◆ **SOURCE PASSAGE**:
--
These are some of the ways in which public discourse and opinion forming is being impacted in 21st century Scotland
Disinformation is not a new phenomena but, with the proliferation of social media and bad actors, we are facing a significant challenge. Across the democratic world, malign forces are at play to destabilise and undermine liberal democratic society, including Scotland.
In the first document of its kind, Glasgow South MP Stewart McDonald has published a report entitled ‘Disinformation in Scottish Public Life’, which assesses recent disinformation activity in Scotland, including during the Covid-19 pandemic and political campaigns.
As the report highlights, “disinformation campaigns allow hostile foreign states to discreetly target and influence citizens while remaining below the threshold of war, fomenting distrust and polluting the information ecosystem”.
Neighbouring northern European countries like Sweden and Finland have been taking the threat seriously for some time with the provision of information resilience training and mass awareness campaigns.
The Swedish government has created an authority to “discover, counter, and prevent influence campaigns and disinformation, both nationally and internationally”.
In Finland the National Audiovisual Institute helps oversee the development of a safe media environment for children and children’s media skills and helps schools teach media literacy.
Public debate on disinformation in Scotland is only just beginning, but we are going to have to take the subject much more seriously. Stewart McDonald has done us all a service by publishing his timely report. It should be widely read.
--
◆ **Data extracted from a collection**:
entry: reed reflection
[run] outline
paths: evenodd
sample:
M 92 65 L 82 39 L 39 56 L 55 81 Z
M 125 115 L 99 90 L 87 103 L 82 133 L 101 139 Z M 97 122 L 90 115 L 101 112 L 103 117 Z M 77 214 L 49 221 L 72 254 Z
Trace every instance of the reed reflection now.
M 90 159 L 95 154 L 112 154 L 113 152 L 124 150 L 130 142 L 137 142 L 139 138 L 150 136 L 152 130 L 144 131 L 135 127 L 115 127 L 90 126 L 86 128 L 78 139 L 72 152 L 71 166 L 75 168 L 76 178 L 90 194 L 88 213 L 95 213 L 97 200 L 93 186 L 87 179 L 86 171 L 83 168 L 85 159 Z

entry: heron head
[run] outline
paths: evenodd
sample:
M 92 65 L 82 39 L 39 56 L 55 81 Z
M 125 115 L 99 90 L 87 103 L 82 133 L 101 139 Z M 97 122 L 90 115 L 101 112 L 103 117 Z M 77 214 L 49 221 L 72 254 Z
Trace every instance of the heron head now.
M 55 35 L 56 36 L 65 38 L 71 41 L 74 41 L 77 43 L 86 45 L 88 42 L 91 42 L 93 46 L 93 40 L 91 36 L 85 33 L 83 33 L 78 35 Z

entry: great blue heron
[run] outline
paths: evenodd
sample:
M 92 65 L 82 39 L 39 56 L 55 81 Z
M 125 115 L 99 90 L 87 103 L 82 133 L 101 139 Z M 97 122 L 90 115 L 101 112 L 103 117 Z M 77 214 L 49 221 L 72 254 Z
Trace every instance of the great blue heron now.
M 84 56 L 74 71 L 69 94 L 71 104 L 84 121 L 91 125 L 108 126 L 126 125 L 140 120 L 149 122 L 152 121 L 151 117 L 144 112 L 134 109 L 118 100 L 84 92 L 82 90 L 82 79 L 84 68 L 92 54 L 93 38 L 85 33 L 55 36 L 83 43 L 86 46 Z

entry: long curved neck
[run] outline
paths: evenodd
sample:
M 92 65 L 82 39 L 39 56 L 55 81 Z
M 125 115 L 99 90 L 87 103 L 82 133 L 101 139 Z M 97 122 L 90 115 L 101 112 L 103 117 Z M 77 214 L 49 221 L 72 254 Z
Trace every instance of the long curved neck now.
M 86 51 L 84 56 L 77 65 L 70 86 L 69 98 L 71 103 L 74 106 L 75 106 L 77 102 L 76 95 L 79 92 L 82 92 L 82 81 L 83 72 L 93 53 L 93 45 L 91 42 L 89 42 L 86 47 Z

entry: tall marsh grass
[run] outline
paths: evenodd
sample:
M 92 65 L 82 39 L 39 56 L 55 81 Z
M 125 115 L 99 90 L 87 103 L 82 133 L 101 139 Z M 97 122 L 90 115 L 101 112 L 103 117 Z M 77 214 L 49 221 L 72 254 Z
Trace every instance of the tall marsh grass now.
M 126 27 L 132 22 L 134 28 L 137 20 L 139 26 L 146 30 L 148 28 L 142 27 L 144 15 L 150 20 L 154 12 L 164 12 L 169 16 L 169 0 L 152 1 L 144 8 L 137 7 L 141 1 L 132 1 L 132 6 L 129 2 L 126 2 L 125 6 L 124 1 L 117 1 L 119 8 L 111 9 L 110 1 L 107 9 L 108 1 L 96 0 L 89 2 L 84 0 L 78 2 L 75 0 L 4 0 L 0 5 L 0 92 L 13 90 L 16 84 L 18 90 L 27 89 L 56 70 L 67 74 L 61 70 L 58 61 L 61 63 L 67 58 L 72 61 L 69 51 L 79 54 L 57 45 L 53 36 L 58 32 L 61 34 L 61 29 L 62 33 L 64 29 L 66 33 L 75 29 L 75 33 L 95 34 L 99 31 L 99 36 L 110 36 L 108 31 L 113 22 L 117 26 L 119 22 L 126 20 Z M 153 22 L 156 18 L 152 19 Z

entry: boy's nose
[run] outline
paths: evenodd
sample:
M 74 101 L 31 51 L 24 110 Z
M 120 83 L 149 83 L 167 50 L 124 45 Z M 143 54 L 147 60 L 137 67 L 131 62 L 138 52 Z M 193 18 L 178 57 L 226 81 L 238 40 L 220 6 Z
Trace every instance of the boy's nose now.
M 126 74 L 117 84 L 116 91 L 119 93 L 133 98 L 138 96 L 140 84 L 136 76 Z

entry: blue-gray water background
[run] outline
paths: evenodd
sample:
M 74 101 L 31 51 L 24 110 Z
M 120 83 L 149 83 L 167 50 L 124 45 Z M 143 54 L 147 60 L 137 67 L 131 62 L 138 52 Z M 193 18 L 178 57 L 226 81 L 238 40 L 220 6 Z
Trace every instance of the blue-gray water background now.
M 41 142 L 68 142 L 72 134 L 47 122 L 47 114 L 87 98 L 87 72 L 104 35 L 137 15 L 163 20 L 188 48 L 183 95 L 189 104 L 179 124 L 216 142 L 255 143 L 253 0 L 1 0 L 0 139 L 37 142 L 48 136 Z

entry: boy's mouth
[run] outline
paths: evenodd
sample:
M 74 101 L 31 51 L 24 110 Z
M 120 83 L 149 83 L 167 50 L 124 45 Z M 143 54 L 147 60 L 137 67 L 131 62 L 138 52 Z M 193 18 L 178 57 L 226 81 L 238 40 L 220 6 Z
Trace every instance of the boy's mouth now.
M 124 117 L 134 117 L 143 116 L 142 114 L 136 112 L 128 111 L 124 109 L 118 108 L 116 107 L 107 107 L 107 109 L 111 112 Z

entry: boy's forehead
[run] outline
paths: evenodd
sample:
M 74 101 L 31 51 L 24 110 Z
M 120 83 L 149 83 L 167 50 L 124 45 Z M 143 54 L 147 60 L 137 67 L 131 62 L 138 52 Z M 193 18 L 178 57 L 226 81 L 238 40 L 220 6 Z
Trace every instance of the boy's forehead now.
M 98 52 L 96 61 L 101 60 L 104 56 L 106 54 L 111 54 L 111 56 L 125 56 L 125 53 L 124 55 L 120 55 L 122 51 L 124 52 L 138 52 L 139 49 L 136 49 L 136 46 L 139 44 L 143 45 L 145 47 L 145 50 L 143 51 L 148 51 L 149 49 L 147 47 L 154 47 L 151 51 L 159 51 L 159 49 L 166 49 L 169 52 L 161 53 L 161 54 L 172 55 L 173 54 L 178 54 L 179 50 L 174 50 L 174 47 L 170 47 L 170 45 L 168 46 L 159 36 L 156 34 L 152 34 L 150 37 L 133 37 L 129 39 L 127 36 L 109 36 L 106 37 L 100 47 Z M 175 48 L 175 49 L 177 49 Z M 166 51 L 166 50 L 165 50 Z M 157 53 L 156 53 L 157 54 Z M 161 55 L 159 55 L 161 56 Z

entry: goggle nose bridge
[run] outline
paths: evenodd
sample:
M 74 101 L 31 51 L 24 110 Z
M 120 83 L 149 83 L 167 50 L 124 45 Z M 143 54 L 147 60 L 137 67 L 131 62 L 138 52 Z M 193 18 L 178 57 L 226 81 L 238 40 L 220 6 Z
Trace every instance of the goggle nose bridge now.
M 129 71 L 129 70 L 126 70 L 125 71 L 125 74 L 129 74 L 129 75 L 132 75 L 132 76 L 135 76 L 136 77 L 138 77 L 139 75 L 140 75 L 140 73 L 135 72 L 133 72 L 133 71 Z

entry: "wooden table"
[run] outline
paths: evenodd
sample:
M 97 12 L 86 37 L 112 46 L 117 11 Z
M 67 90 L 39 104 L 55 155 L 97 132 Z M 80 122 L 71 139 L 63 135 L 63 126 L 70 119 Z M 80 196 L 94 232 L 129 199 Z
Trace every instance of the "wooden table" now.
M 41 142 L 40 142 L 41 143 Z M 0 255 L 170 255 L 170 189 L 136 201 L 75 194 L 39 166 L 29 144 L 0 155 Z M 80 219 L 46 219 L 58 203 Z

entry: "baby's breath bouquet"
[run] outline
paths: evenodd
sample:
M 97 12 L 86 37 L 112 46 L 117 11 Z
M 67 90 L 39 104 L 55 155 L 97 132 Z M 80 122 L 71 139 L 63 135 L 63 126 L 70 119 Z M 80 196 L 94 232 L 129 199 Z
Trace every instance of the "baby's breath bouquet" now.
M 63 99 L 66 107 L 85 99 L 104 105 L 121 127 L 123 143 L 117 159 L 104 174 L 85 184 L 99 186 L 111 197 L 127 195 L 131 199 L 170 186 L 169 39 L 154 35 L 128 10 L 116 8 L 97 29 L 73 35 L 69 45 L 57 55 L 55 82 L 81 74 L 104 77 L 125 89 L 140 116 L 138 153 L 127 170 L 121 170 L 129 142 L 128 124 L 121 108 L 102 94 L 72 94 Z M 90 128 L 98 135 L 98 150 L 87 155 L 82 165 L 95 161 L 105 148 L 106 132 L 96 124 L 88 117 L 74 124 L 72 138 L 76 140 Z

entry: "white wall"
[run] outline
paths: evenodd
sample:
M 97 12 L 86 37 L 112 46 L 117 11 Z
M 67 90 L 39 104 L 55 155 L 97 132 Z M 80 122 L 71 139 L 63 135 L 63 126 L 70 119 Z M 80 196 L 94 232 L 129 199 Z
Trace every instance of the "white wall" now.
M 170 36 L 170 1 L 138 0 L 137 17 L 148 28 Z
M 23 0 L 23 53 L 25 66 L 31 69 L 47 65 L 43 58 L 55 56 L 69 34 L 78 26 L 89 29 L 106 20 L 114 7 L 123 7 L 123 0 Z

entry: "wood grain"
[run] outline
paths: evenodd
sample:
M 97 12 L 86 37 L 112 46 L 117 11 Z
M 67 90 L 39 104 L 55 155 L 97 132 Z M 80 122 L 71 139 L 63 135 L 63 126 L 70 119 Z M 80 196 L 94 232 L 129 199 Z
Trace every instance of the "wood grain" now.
--
◆ **TASK DESCRIPTION**:
Reproduce the passage on disinformation in Scotland word for word, starting at "In the first" and ending at "mass awareness campaigns.".

◆ **TASK RESPONSE**:
In the first document of its kind, Glasgow South MP Stewart McDonald has published a report entitled ‘Disinformation in Scottish Public Life’, which assesses recent disinformation activity in Scotland, including during the Covid-19 pandemic and political campaigns.
As the report highlights, “disinformation campaigns allow hostile foreign states to discreetly target and influence citizens while remaining below the threshold of war, fomenting distrust and polluting the information ecosystem”.
Neighbouring northern European countries like Sweden and Finland have been taking the threat seriously for some time with the provision of information resilience training and mass awareness campaigns.